STATED TASK:
Reproduce all entries precisely as they are written.

━━ SUPPLIED MATERIAL

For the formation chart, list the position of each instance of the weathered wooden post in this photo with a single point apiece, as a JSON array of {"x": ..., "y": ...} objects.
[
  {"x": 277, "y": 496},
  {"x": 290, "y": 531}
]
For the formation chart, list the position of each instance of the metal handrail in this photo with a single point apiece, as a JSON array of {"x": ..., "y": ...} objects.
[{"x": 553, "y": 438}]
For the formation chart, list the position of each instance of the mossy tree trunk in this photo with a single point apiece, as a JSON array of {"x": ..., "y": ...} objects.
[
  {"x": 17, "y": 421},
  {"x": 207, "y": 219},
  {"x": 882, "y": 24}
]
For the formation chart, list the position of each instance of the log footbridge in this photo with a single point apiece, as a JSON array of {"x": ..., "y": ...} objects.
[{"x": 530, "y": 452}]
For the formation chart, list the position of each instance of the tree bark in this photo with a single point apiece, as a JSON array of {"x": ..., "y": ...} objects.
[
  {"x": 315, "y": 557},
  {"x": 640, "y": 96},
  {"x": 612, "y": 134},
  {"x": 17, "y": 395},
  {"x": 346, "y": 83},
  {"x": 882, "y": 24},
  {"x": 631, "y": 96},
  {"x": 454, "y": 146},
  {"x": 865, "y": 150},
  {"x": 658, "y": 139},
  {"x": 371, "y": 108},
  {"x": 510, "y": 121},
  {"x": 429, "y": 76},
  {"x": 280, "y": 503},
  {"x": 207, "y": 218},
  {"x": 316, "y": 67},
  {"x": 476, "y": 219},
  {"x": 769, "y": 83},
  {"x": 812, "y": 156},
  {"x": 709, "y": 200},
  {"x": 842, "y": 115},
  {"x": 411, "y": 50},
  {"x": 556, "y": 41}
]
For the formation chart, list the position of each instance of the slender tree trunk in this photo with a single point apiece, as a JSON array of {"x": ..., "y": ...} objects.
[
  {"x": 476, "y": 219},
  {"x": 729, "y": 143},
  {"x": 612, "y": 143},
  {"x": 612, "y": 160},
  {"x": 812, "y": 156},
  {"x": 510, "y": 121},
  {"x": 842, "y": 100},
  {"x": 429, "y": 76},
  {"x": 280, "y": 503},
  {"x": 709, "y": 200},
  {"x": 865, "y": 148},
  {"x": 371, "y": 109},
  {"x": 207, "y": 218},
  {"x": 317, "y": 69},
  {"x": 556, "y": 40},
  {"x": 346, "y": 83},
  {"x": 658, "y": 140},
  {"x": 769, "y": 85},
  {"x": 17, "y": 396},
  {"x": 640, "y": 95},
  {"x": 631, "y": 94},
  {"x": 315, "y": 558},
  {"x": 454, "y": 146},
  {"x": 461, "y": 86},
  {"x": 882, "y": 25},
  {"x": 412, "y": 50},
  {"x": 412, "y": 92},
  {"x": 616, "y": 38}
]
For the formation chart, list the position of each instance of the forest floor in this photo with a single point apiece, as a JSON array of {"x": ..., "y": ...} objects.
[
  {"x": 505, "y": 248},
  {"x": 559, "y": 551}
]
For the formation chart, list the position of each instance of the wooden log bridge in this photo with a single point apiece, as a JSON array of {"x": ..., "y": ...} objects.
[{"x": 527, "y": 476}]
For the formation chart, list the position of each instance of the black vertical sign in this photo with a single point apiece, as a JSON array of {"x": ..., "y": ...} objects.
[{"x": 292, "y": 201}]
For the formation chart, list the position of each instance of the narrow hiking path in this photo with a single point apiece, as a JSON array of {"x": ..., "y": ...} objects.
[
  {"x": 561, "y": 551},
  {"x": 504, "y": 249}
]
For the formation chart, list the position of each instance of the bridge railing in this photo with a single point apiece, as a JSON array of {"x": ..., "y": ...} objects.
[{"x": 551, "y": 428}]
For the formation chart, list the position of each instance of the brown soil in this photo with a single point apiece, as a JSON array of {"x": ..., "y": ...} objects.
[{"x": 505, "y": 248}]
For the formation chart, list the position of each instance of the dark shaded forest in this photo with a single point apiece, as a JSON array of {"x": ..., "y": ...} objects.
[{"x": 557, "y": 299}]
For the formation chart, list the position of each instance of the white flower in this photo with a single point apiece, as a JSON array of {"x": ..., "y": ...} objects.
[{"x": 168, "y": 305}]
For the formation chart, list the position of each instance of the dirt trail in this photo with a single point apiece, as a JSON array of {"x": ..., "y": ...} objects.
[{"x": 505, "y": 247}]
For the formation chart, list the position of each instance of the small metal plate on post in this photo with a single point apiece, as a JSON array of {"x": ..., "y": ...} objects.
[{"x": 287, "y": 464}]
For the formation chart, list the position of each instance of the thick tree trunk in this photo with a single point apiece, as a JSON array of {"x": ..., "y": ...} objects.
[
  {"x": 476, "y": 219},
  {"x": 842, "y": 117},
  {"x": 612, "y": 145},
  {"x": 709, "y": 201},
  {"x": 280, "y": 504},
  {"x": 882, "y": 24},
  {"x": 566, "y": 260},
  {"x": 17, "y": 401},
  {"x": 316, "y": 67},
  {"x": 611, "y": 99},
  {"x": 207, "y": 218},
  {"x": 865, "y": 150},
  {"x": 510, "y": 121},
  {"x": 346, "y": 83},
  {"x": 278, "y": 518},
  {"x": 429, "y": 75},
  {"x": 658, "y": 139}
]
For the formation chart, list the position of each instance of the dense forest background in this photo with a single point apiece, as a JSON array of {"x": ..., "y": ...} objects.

━━━━

EXPECTED ANSWER:
For the formation chart, list the position of each instance of the weathered wooden post in this photo with a single point apiece, as a JSON array of {"x": ..., "y": ...} objects.
[
  {"x": 277, "y": 496},
  {"x": 290, "y": 531}
]
For the formation chart, list the position of each instance of the metal handrail in this photo with a single point apiece, as a JSON array of {"x": ..., "y": ...} objects.
[{"x": 553, "y": 438}]
For the formation chart, list the position of each instance of the mossy tree trunk in this photo with a single point apiece, as a JSON array of {"x": ..., "y": ...} objects.
[
  {"x": 17, "y": 421},
  {"x": 207, "y": 219},
  {"x": 882, "y": 24}
]
For the formation chart, list the position of each instance of the log footbridge in this photo with a single point apiece, as a JSON array of {"x": ..., "y": ...} objects.
[{"x": 530, "y": 452}]
For the formation chart, list the position of each instance of the tree bark in this photo with a single point apiece, as a JSON array of {"x": ..., "y": ...} objects.
[
  {"x": 315, "y": 557},
  {"x": 640, "y": 96},
  {"x": 612, "y": 134},
  {"x": 17, "y": 395},
  {"x": 346, "y": 83},
  {"x": 882, "y": 24},
  {"x": 631, "y": 96},
  {"x": 454, "y": 146},
  {"x": 865, "y": 150},
  {"x": 658, "y": 139},
  {"x": 371, "y": 108},
  {"x": 510, "y": 121},
  {"x": 429, "y": 76},
  {"x": 280, "y": 503},
  {"x": 207, "y": 218},
  {"x": 316, "y": 67},
  {"x": 476, "y": 219},
  {"x": 769, "y": 83},
  {"x": 812, "y": 156},
  {"x": 709, "y": 200},
  {"x": 842, "y": 115},
  {"x": 411, "y": 50},
  {"x": 556, "y": 41}
]
For the formation chart, list the position of each instance of the slender tree trunk in this photo with a single point apiece, as a JSON array of {"x": ..., "y": ...} objects.
[
  {"x": 476, "y": 219},
  {"x": 729, "y": 143},
  {"x": 612, "y": 143},
  {"x": 612, "y": 160},
  {"x": 812, "y": 156},
  {"x": 510, "y": 121},
  {"x": 842, "y": 100},
  {"x": 429, "y": 76},
  {"x": 280, "y": 503},
  {"x": 709, "y": 200},
  {"x": 865, "y": 148},
  {"x": 371, "y": 109},
  {"x": 207, "y": 218},
  {"x": 317, "y": 69},
  {"x": 556, "y": 40},
  {"x": 346, "y": 83},
  {"x": 658, "y": 140},
  {"x": 769, "y": 85},
  {"x": 17, "y": 396},
  {"x": 640, "y": 95},
  {"x": 631, "y": 94},
  {"x": 315, "y": 558},
  {"x": 454, "y": 146},
  {"x": 461, "y": 86},
  {"x": 882, "y": 25},
  {"x": 412, "y": 50},
  {"x": 412, "y": 92},
  {"x": 616, "y": 38}
]
For the formation chart, list the position of each instance of the forest floor in this photo with a single point apiece, as a JSON array of {"x": ..., "y": ...} objects.
[
  {"x": 505, "y": 248},
  {"x": 559, "y": 551}
]
For the formation chart, list the position of each instance of the wooden log bridge in this photo with a single point apiece, as a JSON array of {"x": ..., "y": ...} objects.
[{"x": 527, "y": 476}]
For the formation chart, list the position of each instance of the black vertical sign in this photo with a single point apiece, as a JSON array of {"x": ..., "y": ...} objects.
[{"x": 292, "y": 201}]
For the formation chart, list the position of each instance of the narrow hiking path in this photo with a single point apiece, as a JSON array of {"x": ..., "y": ...} objects.
[
  {"x": 561, "y": 551},
  {"x": 504, "y": 249}
]
For the formation chart, list the position of each instance of the bridge railing in this photo with a single point apiece, as a JSON array of {"x": ..., "y": ...} objects.
[{"x": 551, "y": 428}]
For the formation chart, list the position of each instance of the brown soil in this photo with a single point apiece, as a JSON array of {"x": ..., "y": ...} objects.
[{"x": 505, "y": 248}]
For the formation chart, list the position of each instance of the dark shaded forest in this photo with a single point apiece, as a JSON array of {"x": ..., "y": ...} objects.
[{"x": 557, "y": 299}]
For the formation chart, list the position of each instance of the white flower in this photo with a single point apiece, as a JSON array of {"x": ..., "y": ...} objects.
[{"x": 168, "y": 305}]
For the formation chart, list the position of each instance of the dirt trail in this photo with a single point apiece, as a JSON array of {"x": ..., "y": ...} objects.
[{"x": 505, "y": 247}]
For the formation chart, list the position of each instance of the small metal plate on post in this photo with a single point apiece, as a JSON array of {"x": ..., "y": ...} objects.
[{"x": 287, "y": 464}]
For the formation chart, list the position of each instance of the thick tree trunk in this photo with a single point apiece, as a JSON array of {"x": ..., "y": ...} objects.
[
  {"x": 476, "y": 219},
  {"x": 842, "y": 117},
  {"x": 612, "y": 145},
  {"x": 709, "y": 201},
  {"x": 280, "y": 504},
  {"x": 882, "y": 24},
  {"x": 566, "y": 260},
  {"x": 17, "y": 401},
  {"x": 316, "y": 67},
  {"x": 611, "y": 99},
  {"x": 207, "y": 218},
  {"x": 865, "y": 150},
  {"x": 510, "y": 121},
  {"x": 346, "y": 83},
  {"x": 278, "y": 518},
  {"x": 429, "y": 75},
  {"x": 658, "y": 139}
]
For the formation chart, list the position of each instance of the dense forest background in this photo with a single point apiece, as a JSON array of {"x": ..., "y": ...} objects.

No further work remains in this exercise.